Ein wesentlicher Aspekt ist auch die Erziehung und Förderung des Kindes. Pflegeeltern vermitteln Werte und soziale Kompetenzen und unterstützen die individuellen Fähigkeiten und Talente des Kindes. Sie helfen dem Kind, sich in die Gemeinschaft und das soziale Umfeld zu integrieren. Pflegeeltern bauen eine vertrauensvolle und stabile Bindung zu dem Kind auf und bieten ihm emotionale Sicherheit und Unterstützung.

Darüber hinaus ist es wichtig, dass Pflegeeltern bereit sind mit dem Jugendamt und dem Pflege-Familien-Zentrum zusammenzuarbeiten. Wir möchten, dass Pflegeeltern mit ihren Aufgaben nicht alleine gelassen werden. Daher bieten wir regelmäßige Beratungen an und unterstützen die Pflegeeltern in all ihren Belangen. Bei regelmäßig stattfindenden Hilfeplangesprächen haben die Pflegeeltern die Möglichkeit, sich gemeinsam mit dem Jugendamt und dem Pflege-Familien-Zentrum über die Themen und Entwicklung des Kindes auszutauschen.

Die gesetzlichen Rahmenbedingungen sind klar definiert und im SGB VIII geregelt. Pflegeeltern benötigen eine Pflegeerlaubnis vom Jugendamt, die nach einer vielseitigen Eignungsfeststellung erteilt wird. Diese umfasst persönliche, gesundheitliche und wirtschaftliche Aspekte. Zwischen den Pflegeeltern und dem Jugendamt wird eine Pflegevereinbarung geschlossen, die die genauen Bedingungen und Verantwortlichkeiten regelt. Zur Unterstützung erhalten die Pflegeeltern Pflegegeld.

Auch die Rechte der leiblichen Eltern, wie das Umgangsrecht, müssen berücksichtigt werden, solange dies dem Kindeswohl nicht entgegensteht.
Pflegeeltern sollten ein hohes Maß an Verantwortungsbewusstsein, Empathie, Geduld und Offenheit für die besonderen Herausforderungen von Pflegekindern mitbringen und einen respektvollen und verständnisvollen Umgang mit deren Biografie und Erfahrungen pflegen. Pflegeeltern leisten einen unverzichtbaren und so wichtigen Beitrag zur positiven Entwicklung und zum Wohlbefinden des Pflegekindes.

Wie läuft die Vermittlung eines Pflegekindes ab?

Von der Anerkennung als Pflegeeltern bis zur Vermittlung eines Kindes kann eine gewisse Zeit vergehen. Nicht jede Familie ist die richtige für ein bestimmtes Kind und nicht jedes Kind passt in jede Familie. Die Vermittlungsprozesse sind immer wieder verschieden, weil die Bedarfslagen und die Lebensgeschichten individuell sind. In der Regel besteht zwischen den leiblichen Eltern und Jugendamt bereits eine Zusammenarbeit. Es kann sein, dass Eltern im Vorfeld Hilfen zur Erziehung beantragt haben und deutlich wird, dass eine Pflegfamilie die geeignetere Hilfe ist. Dann stellen die Eltern den Antrag auf diese Hilfeform. Häufig geschieht das aber auch über das Familiengericht. Die Vermittlung umfasst mehrere Schritte und wird vom Jugendamt und dem Pflege-Familien-Zentrum erarbeitet. Der Prozess ist sorgfältig strukturiert, um sicherzustellen, dass das Kind in ein sicheres und unterstützendes Umfeld kommt. Im Fokus stehen die Bedürfnisse des Kindes.

***

• [Ihre Aufgabe]: Führen Sie den Text über Pflegeeltern und die Vermittlung von Pflegekindern im Anschluss an seinen letzten Satz weiter.

• [Angezeigte Informationen]:
***

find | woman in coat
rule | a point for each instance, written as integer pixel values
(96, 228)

***

• [Antwort zur Aufgabe]:
"Erst wenn alle ein gutes Gefühl entwickeln konnten, finden die Kontakte zwischen den Pflegeeltern und Kind statt und es beginnt der Anbahnungsprozess."

Zunächst wendet sich das Jugendamt an uns mit einem sogenannten Vermittlungsauftrag, der Auskunft über das zu vermittelnde Kind und deren Eltern gibt und den Bedarf ermittelt. Bevor überlegt wird, welche Pflegefamilie die passende sein könnte, werden Vorgespräche durch das Pflege-Familien-Zentrum mit den leiblichen Eltern geführt, um diese kennenzulernen, ihre Ansichten zu berücksichtigen und Vertrauen aufzubauen. Es ist wichtig, die Eltern in diesen Prozess miteinzubeziehen, da auch sie sich mit der Pflegefamilie wohlfühlen sollen, um gute Wegbegleiter für ihr Kind zu bleiben. Auch dem Kind gibt es Sicherheit und schützt es vor einem Loyalitätskonflikt, wenn die Eltern sich mit der Pflegefamilie verstehen. Auch für die im späteren Verlauf stattfindenden Umgangskontakte ist das von großer Bedeutung.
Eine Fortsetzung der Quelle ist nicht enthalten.